* **EXERCISE OBJECTIVE**: Rescale the data below, starting at the line that contains "Exercise. Point out the shop" and ending with the last line of the data. Reproduce every line in that span, including the requests, but multiply each answer coordinate by 2.3 and round it to a whole number, rounding halves up.

Collection entries:
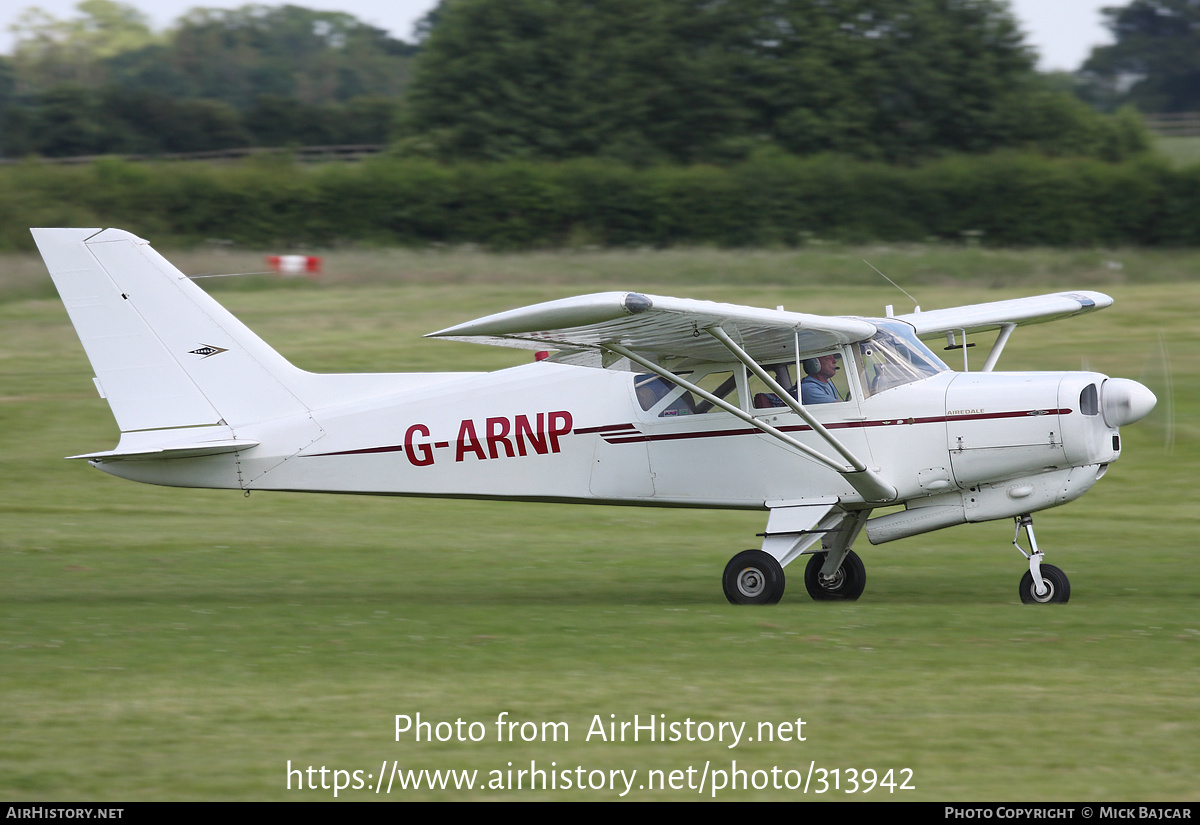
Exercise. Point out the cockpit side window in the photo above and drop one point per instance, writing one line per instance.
(664, 399)
(894, 357)
(819, 380)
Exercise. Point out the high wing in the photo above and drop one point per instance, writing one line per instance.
(658, 327)
(999, 314)
(1003, 315)
(630, 330)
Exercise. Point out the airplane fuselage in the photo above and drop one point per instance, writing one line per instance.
(549, 432)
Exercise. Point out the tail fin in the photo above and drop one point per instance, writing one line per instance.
(166, 354)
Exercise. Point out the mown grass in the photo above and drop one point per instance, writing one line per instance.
(186, 644)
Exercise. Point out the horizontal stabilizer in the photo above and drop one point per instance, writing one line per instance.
(185, 451)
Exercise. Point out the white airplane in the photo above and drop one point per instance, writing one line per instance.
(647, 401)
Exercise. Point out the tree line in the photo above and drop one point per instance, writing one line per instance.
(642, 82)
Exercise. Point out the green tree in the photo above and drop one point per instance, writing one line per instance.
(1155, 62)
(702, 79)
(49, 50)
(237, 55)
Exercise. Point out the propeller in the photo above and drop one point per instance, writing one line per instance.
(1156, 374)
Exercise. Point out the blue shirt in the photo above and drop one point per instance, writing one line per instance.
(814, 391)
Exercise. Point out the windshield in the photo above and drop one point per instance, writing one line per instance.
(895, 356)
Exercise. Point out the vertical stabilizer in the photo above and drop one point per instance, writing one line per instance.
(166, 354)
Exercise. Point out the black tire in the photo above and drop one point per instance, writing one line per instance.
(847, 584)
(1060, 588)
(754, 577)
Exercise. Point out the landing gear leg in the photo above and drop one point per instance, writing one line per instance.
(1043, 584)
(837, 573)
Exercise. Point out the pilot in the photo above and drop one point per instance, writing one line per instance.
(817, 386)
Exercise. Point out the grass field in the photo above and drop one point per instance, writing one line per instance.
(172, 644)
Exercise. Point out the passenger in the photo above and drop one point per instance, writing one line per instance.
(817, 385)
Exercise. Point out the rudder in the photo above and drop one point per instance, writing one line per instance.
(165, 353)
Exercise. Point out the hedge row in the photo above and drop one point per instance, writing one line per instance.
(1001, 199)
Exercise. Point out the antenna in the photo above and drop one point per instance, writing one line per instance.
(894, 284)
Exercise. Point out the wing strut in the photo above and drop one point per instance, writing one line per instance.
(859, 476)
(997, 348)
(862, 479)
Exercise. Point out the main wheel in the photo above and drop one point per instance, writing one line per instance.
(846, 584)
(1059, 588)
(754, 577)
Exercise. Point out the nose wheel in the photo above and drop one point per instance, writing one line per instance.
(1042, 584)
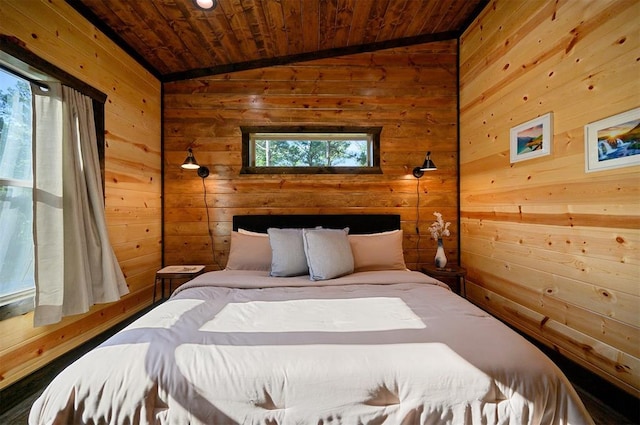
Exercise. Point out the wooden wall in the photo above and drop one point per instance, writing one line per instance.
(55, 32)
(549, 248)
(410, 92)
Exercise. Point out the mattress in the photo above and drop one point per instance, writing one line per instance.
(379, 347)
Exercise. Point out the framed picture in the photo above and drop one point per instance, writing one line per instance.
(531, 139)
(613, 142)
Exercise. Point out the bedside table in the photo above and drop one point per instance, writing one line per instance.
(175, 272)
(453, 271)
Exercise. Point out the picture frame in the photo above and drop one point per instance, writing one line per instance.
(531, 139)
(613, 142)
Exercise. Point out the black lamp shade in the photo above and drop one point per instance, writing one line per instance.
(428, 165)
(190, 163)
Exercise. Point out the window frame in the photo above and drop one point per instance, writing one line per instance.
(248, 168)
(22, 62)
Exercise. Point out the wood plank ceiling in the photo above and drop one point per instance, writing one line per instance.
(175, 40)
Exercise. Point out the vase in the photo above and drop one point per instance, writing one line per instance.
(441, 257)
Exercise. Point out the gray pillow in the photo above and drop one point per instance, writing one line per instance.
(287, 252)
(328, 253)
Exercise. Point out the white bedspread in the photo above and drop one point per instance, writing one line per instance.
(391, 347)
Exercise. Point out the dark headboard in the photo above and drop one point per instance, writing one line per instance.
(357, 223)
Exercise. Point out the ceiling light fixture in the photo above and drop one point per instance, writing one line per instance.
(205, 4)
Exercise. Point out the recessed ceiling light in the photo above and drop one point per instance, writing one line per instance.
(206, 4)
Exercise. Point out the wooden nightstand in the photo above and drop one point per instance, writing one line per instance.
(175, 272)
(449, 272)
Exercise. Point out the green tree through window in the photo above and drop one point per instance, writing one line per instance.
(335, 150)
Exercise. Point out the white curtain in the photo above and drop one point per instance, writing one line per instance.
(75, 266)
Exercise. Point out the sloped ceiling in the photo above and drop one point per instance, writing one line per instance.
(176, 40)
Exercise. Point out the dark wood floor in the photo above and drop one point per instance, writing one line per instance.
(607, 404)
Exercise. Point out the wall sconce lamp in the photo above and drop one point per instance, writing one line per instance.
(428, 165)
(190, 163)
(205, 4)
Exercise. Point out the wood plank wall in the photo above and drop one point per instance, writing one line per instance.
(410, 92)
(549, 248)
(55, 32)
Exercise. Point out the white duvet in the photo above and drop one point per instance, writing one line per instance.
(393, 347)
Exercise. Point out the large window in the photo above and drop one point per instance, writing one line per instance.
(16, 242)
(311, 150)
(19, 69)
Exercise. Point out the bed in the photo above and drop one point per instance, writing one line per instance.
(355, 339)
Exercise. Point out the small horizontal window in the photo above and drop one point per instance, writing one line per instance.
(306, 150)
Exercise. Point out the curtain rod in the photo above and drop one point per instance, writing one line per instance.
(24, 77)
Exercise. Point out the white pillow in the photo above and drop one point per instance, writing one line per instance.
(328, 253)
(249, 252)
(378, 251)
(287, 252)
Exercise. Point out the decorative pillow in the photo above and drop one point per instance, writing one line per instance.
(378, 251)
(328, 253)
(287, 252)
(249, 252)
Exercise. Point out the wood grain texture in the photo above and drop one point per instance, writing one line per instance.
(177, 39)
(55, 32)
(414, 101)
(549, 248)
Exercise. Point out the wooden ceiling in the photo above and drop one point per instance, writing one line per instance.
(175, 40)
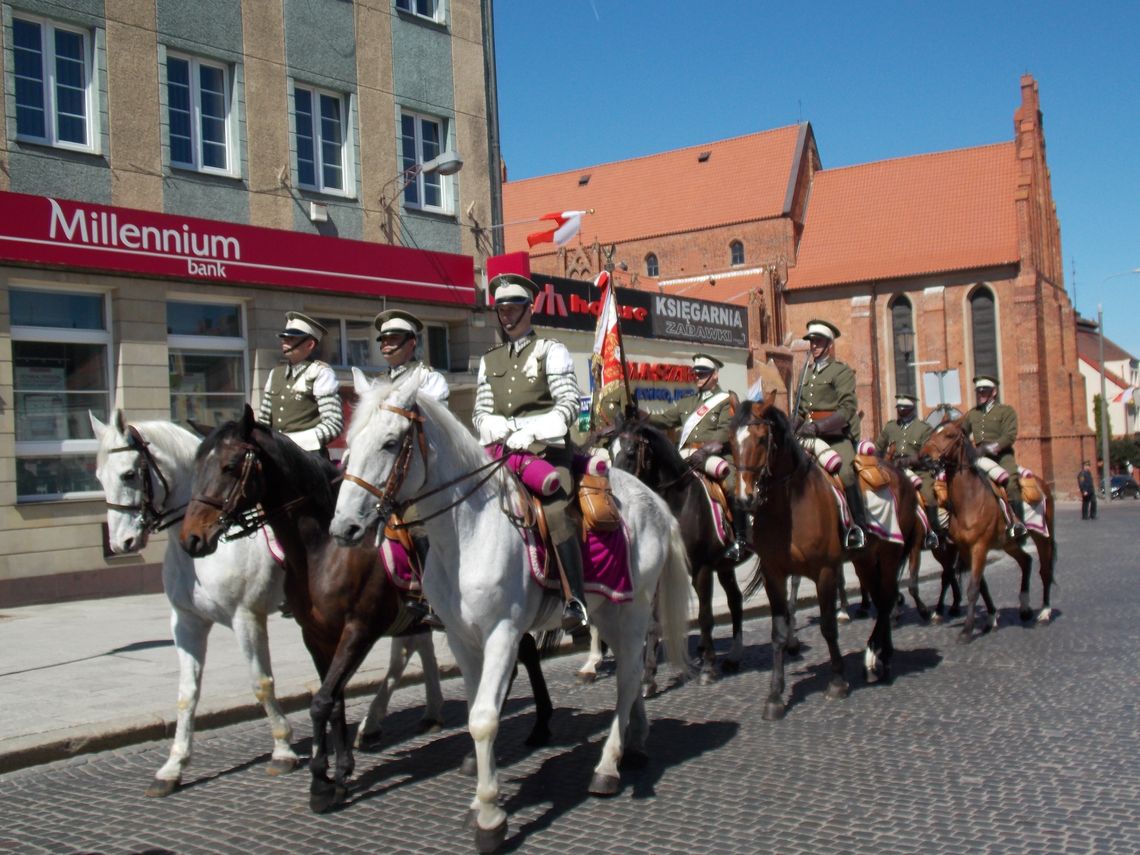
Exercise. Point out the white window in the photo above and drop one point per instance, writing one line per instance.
(322, 133)
(422, 139)
(206, 347)
(53, 74)
(423, 8)
(198, 111)
(60, 353)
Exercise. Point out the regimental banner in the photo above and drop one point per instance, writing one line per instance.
(57, 233)
(573, 304)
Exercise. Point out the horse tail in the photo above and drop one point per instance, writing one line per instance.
(673, 591)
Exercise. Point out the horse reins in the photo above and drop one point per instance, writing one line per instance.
(151, 516)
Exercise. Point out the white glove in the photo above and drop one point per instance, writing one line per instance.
(493, 429)
(308, 439)
(520, 440)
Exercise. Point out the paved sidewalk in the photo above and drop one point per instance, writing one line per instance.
(98, 674)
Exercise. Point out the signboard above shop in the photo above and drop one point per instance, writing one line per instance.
(58, 233)
(575, 304)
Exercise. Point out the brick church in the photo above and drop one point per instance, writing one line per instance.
(935, 267)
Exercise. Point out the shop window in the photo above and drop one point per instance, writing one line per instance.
(422, 8)
(60, 352)
(53, 75)
(198, 113)
(422, 139)
(322, 136)
(206, 351)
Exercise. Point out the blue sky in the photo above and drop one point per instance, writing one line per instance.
(591, 81)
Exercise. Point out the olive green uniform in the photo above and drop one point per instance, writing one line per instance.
(998, 423)
(831, 388)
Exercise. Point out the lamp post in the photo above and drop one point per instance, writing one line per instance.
(1104, 395)
(445, 163)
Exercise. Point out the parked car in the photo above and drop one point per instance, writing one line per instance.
(1124, 487)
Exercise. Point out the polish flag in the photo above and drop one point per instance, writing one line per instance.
(568, 222)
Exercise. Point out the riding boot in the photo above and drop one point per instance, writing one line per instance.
(856, 538)
(573, 615)
(739, 548)
(1017, 529)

* **REPLY**:
Exercise. Point out the shop window in the photo above and drop one point per instance, writing one line per instance.
(971, 18)
(138, 810)
(122, 173)
(455, 260)
(971, 320)
(741, 313)
(474, 807)
Exercise. Point out the blue sky in the photo above and drop one point per instance, writing one line per instance.
(1359, 186)
Exercise. Point out the olive green uniform in the photo above and drop one point per instance, writing one line per instance.
(2295, 973)
(1911, 892)
Exercise. Point out the lamp post in the photo above and drop one point per instance, writing one line per instance.
(2539, 909)
(1024, 375)
Exercise. Point out the parked car in the photo above and drop one point per instance, writing one line per instance.
(2585, 1120)
Exercise. Point out the polish flag in the photo above and drop one point per instance, writing one line per instance.
(1306, 511)
Exercise. Point out the riding boot in the photo above and drop one point per instance, writing one line per instance.
(1969, 1237)
(1318, 1415)
(1700, 1260)
(2339, 1217)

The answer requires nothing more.